Single Responsiblity And Code Reuse

24 Aug 2024 - kormang

“The more we build things by small pieces, the more the same underlying resources can be reused, making the whole system simpler to use.” - “FreeSWITCH” 1.8 by Anthony Minessale II and Giovanni Maruzzelli.

Relation between single responsibility and code reuse

The relationship between single responsibility (and separation of concerns) on one side, and code reuse on the other, is the single most important concept to grasp for a professional software engineer.

Let’s start by explaining the Single Responsibility Principle. This principle, which is the first one in the SOLID principles introduced by Robert C. Martin, says “A class should have only one reason to change”. This might not be the clearest explanation because it also applies to other parts of code, not just classes. He also put it in another, possible better way: “A module should be responsible to one, and only one, actor.”

Now, let’s look at the Separation of Concerns principle. This idea was first mentioned by Edsger W. Dijkstra in 1974 and was later described by Chris Reade in a 1989 book about functional programming. You can read more about this in the Wikipedia page called Separation of Concerns.

Tasks:
A) According to the article on single responsibility and code reuse, who first mentioned separation of concerns, and in what year?
B) Print the part of the single responsibility article starting with "Now, let’s look" and going on through "Separation of Concerns.".
C) Proceed with the article on single responsibility and code reuse from where it stops.
The records have no connection to the article on single responsibility and code reuse.

Extracted entries:
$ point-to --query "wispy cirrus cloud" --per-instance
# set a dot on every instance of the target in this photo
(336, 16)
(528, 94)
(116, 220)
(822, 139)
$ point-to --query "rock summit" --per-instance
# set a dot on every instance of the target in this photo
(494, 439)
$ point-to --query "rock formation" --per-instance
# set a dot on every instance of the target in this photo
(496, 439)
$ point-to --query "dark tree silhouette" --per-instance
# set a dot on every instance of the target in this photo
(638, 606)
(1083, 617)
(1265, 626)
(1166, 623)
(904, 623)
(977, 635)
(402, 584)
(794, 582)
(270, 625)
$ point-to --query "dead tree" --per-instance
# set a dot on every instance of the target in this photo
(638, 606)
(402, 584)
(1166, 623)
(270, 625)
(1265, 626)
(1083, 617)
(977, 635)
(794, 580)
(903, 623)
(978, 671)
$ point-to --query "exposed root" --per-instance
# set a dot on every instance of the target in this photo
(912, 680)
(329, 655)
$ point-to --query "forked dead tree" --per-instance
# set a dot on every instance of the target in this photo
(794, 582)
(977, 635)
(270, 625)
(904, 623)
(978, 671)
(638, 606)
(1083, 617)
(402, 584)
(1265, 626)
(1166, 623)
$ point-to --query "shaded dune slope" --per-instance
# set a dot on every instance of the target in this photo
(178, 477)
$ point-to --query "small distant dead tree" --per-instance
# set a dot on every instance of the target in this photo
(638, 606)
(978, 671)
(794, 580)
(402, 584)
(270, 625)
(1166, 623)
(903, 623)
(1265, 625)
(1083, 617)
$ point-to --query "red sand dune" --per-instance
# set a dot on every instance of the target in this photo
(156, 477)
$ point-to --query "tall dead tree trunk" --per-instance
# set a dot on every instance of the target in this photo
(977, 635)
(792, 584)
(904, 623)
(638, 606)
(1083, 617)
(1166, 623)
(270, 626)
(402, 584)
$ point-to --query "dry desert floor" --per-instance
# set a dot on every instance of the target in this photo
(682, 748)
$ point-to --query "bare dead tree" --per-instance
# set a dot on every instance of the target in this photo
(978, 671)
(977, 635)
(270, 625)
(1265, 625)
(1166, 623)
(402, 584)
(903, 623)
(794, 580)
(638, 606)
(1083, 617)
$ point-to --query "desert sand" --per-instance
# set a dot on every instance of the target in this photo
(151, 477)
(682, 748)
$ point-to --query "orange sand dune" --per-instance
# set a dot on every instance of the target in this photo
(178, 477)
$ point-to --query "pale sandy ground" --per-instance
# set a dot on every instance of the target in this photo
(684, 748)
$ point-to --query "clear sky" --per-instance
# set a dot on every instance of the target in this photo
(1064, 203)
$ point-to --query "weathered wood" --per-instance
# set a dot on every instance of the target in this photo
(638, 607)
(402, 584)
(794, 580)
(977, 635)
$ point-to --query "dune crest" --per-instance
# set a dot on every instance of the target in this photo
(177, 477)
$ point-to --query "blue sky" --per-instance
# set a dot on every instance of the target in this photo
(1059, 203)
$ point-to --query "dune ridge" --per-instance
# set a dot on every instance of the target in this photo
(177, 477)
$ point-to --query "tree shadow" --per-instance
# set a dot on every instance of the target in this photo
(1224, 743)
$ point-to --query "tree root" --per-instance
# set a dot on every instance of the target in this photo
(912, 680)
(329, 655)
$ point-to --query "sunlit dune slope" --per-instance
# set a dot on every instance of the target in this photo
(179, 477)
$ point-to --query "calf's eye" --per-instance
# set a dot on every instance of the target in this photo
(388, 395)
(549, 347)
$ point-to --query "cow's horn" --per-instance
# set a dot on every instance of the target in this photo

Written answers:
A) Edsger W. Dijkstra, in 1974.

B)
Now, let’s look at the Separation of Concerns principle. This idea was first mentioned by Edsger W. Dijkstra in 1974 and was later described by Chris Reade in a 1989 book about functional programming. You can read more about this in the Wikipedia page called Separation of Concerns.

C)
As Mr. Reade points out, the things we need to pay attention to can vary depending on the programming language we’re using, kind of like how different design patterns make sense in different languages. This brings us to concerns that are specific to a certain language.

Now, let’s talk about one specific concern, which is memory management.

(If you’re not familiar with the C programming language, try your best to understand the next part. If it’s too difficult, you can skip it.)

Think about this C language function that finds the most repeated number in a sequence:

int most_frequent(int numbers[], int length) {
  ...
}

To implement this function in C, we need to allocate memory for data structures that will hold counts for each number in the array, and we need to deallocate it (free it), when no longer needed.

In other languages, like C++, this responsibility can be put on the compiler and standard library, and if we’re using language like JavaScript that has garbage collector, garbage collector will take care of memory deallocation. That means that depending on the language, certain responsibilities can be separated from our main logic.

This is not 0 or 1 case, true or false case, where responsibility is separated or not. As those who know C can confirm, on one end of the spectrum is allocating data structure and initializing it in some loop right there in the function, and then releasing it at the end, and on the other is having some of that done by special destructor functions.

Let’s look at the full example.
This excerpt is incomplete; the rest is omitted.